= PAGE EXCERPT =

A fire at an Ohio prison kills 320 inmates, some of whom burn to death when they are not unlocked from their cells. It is one of the worst prison disasters in American history.
The Ohio State Penitentiary was built in Columbus in 1834. Throughout its history, it had a poor reputation. A cholera epidemic swept through the facility in 1849, killing 121 convicts. In 1893, a prison superintendent wrote that "ten thousand pages of history of the Ohio Penitentiary would [not] give one idea of the inward wretchedness of its 1,900 inmates. The unwritten history is known only by God himself."
The prison, built to hold 1,500 people, was almost always overcrowded and notorious for its poor conditions. At the time of the 1930 fire, there were 4,300 prisoners living in the jail. Construction crews were working on an expansion and scaffolding was set up along one side of the building. On the night of April 21, a fire broke out on the scaffolding.
The cell block adjacent to the scaffolding housed 800 prisoners, most of whom were already locked in for the night. The inmates begged to be let out of their cells as smoke filled the cell block. However, most reports claim that the guards not only refused to unlock the cells, they continued to lock up other prisoners. Meanwhile, the fire spread to the roof, endangering the inmates on the prison’s upper level as well.

= DATA =
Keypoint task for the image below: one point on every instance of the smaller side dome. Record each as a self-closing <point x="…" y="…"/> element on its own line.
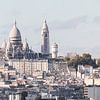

= TASK ITEM =
Continue the account of the 1930 Ohio State Penitentiary fire from the point where it stops.

= RESPONSE TO THIS TASK =
Finally, two prisoners forcibly took the keys from a guard and began their own rescue efforts. Approximately 50 inmates made it out of their cells before the heavy smoke stopped the impromptu evacuation. The roof then caved in on the upper cells. About 160 prisoners burned to death.
Although some guards did work to save the lives of their charges, the seemingly willful indifference displayed by other guards led to a general riot. Firefighters initially could not get access to the fire because angry prisoners were pelting them with rocks. By the time the fire was controlled, 320 people were dead and another 130 were seriously injured.
The tragedy was roundly condemned in the press as preventable. It also led to the repeal of laws on minimum sentences that had in part caused the overcrowding of the prison. The Ohio Parole Board was established in 1931 and within the next year more than 2,300 prisoners from the Ohio Penitentiary had been released on parole.